SUPPLIED TEXT
Surprising things to do with leeks

Alan Cork peers into the cauldron and discovers Mother Nature's pharmacy

Be warned: the Journal of Asian Natural Products Research is not for the casual reader. Though it has the feel of a good-quality chemical journal, characterised by crisp text and well-edited English, it has no time for the niceties of language of more traditional biological journals.

The JANPR "publishes chemical and pharmaceutical studies... in the field of natural product research on Asian ethnic medicine". "Ethnic" might suggest homeopathic remedies or traditional herbal remedies, aligning the journal with what used to be described as fringe groups. This is not the case.

(Dataset entries)
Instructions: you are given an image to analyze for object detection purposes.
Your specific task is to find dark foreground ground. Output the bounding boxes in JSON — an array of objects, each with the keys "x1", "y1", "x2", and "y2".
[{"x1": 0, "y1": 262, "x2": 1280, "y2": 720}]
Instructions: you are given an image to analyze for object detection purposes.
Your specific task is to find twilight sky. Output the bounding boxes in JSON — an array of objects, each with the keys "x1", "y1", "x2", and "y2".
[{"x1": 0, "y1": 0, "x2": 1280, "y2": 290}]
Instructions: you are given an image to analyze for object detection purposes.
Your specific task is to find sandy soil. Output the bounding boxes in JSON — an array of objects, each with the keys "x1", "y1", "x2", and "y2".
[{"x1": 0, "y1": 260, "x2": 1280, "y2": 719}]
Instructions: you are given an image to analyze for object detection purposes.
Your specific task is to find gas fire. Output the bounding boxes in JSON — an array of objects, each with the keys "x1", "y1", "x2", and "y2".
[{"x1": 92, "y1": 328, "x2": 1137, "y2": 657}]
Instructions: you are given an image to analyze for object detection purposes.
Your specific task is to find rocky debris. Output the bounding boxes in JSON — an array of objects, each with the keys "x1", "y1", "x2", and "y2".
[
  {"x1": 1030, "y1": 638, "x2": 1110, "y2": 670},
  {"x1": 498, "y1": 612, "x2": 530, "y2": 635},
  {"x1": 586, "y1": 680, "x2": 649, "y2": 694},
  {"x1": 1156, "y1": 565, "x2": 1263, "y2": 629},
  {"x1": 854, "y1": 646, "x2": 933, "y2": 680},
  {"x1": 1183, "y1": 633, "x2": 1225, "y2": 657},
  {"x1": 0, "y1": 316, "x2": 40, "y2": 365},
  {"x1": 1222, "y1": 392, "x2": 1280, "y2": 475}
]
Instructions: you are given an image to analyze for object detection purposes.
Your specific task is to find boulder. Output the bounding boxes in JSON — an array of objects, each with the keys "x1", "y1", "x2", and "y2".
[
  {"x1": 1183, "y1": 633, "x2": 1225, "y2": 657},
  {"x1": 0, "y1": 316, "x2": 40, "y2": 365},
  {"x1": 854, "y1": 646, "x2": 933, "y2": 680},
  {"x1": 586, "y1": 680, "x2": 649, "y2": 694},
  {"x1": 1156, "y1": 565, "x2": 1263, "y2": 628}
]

...

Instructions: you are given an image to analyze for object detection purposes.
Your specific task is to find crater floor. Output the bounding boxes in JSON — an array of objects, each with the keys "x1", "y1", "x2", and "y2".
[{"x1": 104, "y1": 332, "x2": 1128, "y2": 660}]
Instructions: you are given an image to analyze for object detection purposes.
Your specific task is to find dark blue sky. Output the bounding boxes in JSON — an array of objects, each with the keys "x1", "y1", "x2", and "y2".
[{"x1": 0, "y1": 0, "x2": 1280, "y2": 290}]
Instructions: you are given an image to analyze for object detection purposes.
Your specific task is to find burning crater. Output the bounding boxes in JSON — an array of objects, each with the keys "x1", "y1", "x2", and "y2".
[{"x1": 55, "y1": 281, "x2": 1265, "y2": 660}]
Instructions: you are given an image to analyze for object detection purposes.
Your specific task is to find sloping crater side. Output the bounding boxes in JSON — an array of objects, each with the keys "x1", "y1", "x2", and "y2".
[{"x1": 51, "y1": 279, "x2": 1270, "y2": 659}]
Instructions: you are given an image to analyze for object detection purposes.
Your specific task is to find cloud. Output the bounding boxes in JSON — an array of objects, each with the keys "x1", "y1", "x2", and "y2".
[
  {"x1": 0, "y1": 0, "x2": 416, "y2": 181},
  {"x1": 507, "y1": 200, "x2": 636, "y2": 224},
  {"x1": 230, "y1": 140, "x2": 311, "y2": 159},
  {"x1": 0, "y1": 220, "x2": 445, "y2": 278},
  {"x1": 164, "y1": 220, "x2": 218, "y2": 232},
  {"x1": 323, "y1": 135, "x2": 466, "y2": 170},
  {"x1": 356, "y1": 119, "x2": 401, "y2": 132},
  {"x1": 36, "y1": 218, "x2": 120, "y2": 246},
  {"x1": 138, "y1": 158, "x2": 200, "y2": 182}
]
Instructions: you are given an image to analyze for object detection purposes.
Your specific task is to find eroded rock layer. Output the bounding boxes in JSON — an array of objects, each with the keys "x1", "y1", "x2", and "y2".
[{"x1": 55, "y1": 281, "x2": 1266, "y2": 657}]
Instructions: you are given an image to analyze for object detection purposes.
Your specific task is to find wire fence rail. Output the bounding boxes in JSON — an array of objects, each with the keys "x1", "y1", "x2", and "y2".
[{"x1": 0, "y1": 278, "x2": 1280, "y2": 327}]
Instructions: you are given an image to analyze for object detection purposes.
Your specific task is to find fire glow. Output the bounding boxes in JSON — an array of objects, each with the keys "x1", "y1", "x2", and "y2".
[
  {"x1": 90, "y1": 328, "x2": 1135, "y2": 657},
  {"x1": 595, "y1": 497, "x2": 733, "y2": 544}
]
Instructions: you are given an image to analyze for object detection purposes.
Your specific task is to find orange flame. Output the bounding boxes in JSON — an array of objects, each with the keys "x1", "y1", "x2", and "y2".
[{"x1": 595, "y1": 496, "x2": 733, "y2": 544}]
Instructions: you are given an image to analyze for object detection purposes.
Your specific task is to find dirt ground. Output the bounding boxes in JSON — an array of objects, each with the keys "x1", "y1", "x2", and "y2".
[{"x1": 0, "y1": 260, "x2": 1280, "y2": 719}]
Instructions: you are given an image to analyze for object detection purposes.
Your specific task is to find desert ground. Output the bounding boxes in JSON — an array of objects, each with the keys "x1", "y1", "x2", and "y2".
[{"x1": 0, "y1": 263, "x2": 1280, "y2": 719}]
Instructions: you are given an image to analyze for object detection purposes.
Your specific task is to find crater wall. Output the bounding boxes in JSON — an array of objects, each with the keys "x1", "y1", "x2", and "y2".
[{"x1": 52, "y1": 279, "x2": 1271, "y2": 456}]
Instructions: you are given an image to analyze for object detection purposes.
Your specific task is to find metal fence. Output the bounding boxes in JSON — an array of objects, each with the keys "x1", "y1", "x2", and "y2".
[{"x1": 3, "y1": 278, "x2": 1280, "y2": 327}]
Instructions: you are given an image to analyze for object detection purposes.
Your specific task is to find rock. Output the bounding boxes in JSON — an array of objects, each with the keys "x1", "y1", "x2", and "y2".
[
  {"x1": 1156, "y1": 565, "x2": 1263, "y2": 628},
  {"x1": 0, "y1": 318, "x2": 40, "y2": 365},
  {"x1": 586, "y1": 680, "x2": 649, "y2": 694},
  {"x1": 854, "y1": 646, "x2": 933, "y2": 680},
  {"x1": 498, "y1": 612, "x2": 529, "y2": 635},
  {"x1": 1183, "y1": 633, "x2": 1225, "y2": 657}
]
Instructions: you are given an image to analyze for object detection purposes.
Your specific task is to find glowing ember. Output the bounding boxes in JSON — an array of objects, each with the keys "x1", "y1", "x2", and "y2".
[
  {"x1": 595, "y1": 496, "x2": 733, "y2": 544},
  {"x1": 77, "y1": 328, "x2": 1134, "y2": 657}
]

TASK OBJECTIVE
Extract the full leeks article, reproducing every line word for word. The listing was drawn from a separate source.

ANSWER SECTION
Surprising things to do with leeks

Alan Cork peers into the cauldron and discovers Mother Nature's pharmacy

Be warned: the Journal of Asian Natural Products Research is not for the casual reader. Though it has the feel of a good-quality chemical journal, characterised by crisp text and well-edited English, it has no time for the niceties of language of more traditional biological journals.

The JANPR "publishes chemical and pharmaceutical studies... in the field of natural product research on Asian ethnic medicine". "Ethnic" might suggest homeopathic remedies or traditional herbal remedies, aligning the journal with what used to be described as fringe groups. This is not the case.